Recorded data

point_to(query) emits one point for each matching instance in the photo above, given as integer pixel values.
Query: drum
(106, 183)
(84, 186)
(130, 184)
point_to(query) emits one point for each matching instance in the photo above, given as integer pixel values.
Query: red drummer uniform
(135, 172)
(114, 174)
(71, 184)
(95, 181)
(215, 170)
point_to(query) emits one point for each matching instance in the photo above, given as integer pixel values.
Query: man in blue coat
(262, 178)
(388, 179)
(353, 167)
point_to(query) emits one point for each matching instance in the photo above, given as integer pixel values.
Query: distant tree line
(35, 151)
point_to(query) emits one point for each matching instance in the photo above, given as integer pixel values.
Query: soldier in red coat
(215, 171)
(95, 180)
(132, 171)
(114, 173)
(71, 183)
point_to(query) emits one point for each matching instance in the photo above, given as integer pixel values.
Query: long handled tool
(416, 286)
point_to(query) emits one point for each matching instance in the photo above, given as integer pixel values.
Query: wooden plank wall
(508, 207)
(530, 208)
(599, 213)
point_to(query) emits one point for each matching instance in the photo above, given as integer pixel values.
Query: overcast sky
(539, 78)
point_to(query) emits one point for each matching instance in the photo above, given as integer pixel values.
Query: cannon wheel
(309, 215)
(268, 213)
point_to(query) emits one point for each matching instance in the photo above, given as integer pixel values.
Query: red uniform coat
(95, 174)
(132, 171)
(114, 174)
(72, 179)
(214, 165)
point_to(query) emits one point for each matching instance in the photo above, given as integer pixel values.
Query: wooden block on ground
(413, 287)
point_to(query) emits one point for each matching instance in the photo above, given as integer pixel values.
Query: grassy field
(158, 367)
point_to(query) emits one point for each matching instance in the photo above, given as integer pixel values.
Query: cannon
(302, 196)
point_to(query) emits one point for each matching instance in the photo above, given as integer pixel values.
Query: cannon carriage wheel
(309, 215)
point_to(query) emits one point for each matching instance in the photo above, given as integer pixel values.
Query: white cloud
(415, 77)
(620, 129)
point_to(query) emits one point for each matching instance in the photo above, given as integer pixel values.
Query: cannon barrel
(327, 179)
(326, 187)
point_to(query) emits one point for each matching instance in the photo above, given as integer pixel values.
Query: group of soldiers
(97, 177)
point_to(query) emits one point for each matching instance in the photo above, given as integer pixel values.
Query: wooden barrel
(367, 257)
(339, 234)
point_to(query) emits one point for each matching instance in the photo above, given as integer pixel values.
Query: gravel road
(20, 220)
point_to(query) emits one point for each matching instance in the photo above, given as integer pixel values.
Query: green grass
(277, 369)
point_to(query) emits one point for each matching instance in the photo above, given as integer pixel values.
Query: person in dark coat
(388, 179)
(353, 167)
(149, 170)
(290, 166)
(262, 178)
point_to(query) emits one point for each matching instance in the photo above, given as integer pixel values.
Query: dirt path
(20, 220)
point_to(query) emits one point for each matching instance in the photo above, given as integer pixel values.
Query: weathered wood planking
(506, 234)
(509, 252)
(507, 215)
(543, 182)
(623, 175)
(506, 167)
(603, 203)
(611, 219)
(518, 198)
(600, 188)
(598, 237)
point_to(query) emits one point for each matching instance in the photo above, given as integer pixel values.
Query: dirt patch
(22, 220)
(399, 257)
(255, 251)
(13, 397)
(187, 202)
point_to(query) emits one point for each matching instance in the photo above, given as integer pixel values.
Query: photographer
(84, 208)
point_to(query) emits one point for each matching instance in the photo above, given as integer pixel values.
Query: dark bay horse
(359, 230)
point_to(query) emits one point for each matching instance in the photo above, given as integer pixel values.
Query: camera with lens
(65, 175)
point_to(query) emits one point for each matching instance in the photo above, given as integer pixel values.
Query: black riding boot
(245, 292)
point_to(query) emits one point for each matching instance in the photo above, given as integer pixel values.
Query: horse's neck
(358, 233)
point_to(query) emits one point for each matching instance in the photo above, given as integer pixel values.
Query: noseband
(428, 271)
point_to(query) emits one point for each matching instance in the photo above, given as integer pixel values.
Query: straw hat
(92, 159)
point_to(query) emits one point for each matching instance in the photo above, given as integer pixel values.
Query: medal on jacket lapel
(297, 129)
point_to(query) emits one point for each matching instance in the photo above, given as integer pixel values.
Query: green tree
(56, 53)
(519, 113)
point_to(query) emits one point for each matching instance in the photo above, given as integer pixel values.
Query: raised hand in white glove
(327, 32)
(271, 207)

• [PROBLEM DETAILS]: Every piece of the data must be set down exactly. Omit nothing.

• [EXERCISE SOLUTION]:
point_to(query) emits one point for each matching instance in the photo above, given as integer pixel values.
Query: drum
(106, 183)
(84, 186)
(130, 184)
point_to(query) emits one point for each matching instance in the photo above, given as integer pixel values.
Query: red drummer uniform
(135, 172)
(114, 174)
(71, 184)
(95, 181)
(215, 170)
point_to(query) emits one point for each matching instance in the photo above, given as integer pixel values.
Query: man in blue coat
(262, 178)
(388, 179)
(353, 167)
point_to(query) emits one point for each matching instance in the photo above, given as integer pixel values.
Query: distant tree line
(35, 151)
point_to(query) emits one point for each matching instance in the photo above, given as integer pixel values.
Query: soldier in red coat
(215, 171)
(95, 180)
(132, 171)
(114, 173)
(71, 183)
point_to(query) emits one point for each matching instance in the photo above, given as integer pixel values.
Query: long handled tool
(416, 286)
point_to(query) emits one point for each matching instance in the photo above, given as integer pixel values.
Query: wooden plank wall
(508, 207)
(530, 208)
(599, 213)
point_to(query) emits one point for each matching instance in the photo above, given as integer pixel values.
Query: overcast sky
(539, 78)
point_to(query) emits one point for each matching instance in the photo above, given as integer pixel values.
Query: cannon wheel
(309, 215)
(268, 213)
point_to(query) emits one point for each matching instance in the photo above, given as integer pixel values.
Query: red uniform coat
(95, 174)
(132, 171)
(114, 174)
(72, 179)
(214, 165)
point_to(query) emits one point for each matching instance in the photo above, given as integer pixel values.
Query: wooden block on ground
(413, 287)
point_to(query) emits one point for each matching instance in the photo above, given as integer pixel values.
Query: grassy field
(158, 367)
point_to(query) emits one point for each matching instance in the photo above, given as integer pixel values.
Query: cannon
(302, 196)
point_to(query) emits one point for each matching instance in the photo above, given as integer pixel values.
Query: cannon carriage wheel
(309, 215)
point_to(query) emits one point for each matching instance in the photo above, given as integer pixel values.
Query: white cloud
(415, 77)
(620, 129)
point_to(query) emits one point for each matching instance in the photo above, given as integer pixel values.
Query: cannon barrel
(327, 179)
(326, 187)
point_to(query) emits one point for each matching instance in the photo above, given as integer pixel values.
Query: group of soldiers
(97, 177)
point_to(query) emits one point for each matching instance in the photo above, given as integer pixel values.
Query: wooden barrel
(367, 257)
(339, 234)
point_to(query) emits one point for each matching instance in the photo above, given as integer pixel values.
Query: gravel road
(20, 220)
point_to(query) emits one point for each matching instance in the photo above, given as integer pixel values.
Query: green grass
(277, 369)
point_to(query) emits one point for each matching instance in the photo above, given as integer pixel values.
Query: person in dark coat
(388, 179)
(353, 167)
(149, 170)
(290, 166)
(262, 178)
point_to(query) emits one point for each matching instance in the photo above, given as integer pixel values.
Query: dirt path
(20, 220)
point_to(query) emits one point for each matching instance in the photo above, given as integer pixel values.
Query: weathered wood planking
(506, 234)
(509, 252)
(507, 215)
(543, 182)
(623, 175)
(506, 167)
(603, 203)
(611, 219)
(518, 198)
(600, 188)
(598, 237)
point_to(query) emits one point for each matching instance in the photo above, given as integer pixel values.
Query: dirt patch
(22, 220)
(399, 257)
(255, 251)
(13, 397)
(187, 202)
point_to(query) emits one point for each matching instance in the photo above, given as integer pixel values.
Query: photographer
(84, 208)
point_to(query) emits one point for each matching instance in the photo above, given as integer pixel values.
Query: dark bay horse
(359, 230)
point_to(query) emits one point for each matching instance in the photo above, given as integer pixel values.
Query: camera with lens
(65, 175)
point_to(query) emits one point for each matching instance in the photo above, given as integer pixel values.
Query: black riding boot
(245, 292)
point_to(query) emits one point for each matching instance in the photo above, given as integer pixel values.
Query: horse's neck
(358, 233)
point_to(query) emits one point for each matching instance in the photo above, given as integer pixel values.
Query: noseband
(428, 271)
point_to(query) emits one point for each matching instance in the photo above, given as integer pixel values.
Query: straw hat
(92, 159)
point_to(query) emits one point for each matching instance in the photo above, given as integer pixel values.
Query: medal on jacket lapel
(297, 129)
point_to(query) emits one point for each matching instance in the photo above, given as integer pixel values.
Query: green tree
(56, 53)
(519, 113)
point_to(query) emits one point for each matching instance in the photo above, given as integer pixel values.
Query: raised hand in white glove
(327, 32)
(271, 207)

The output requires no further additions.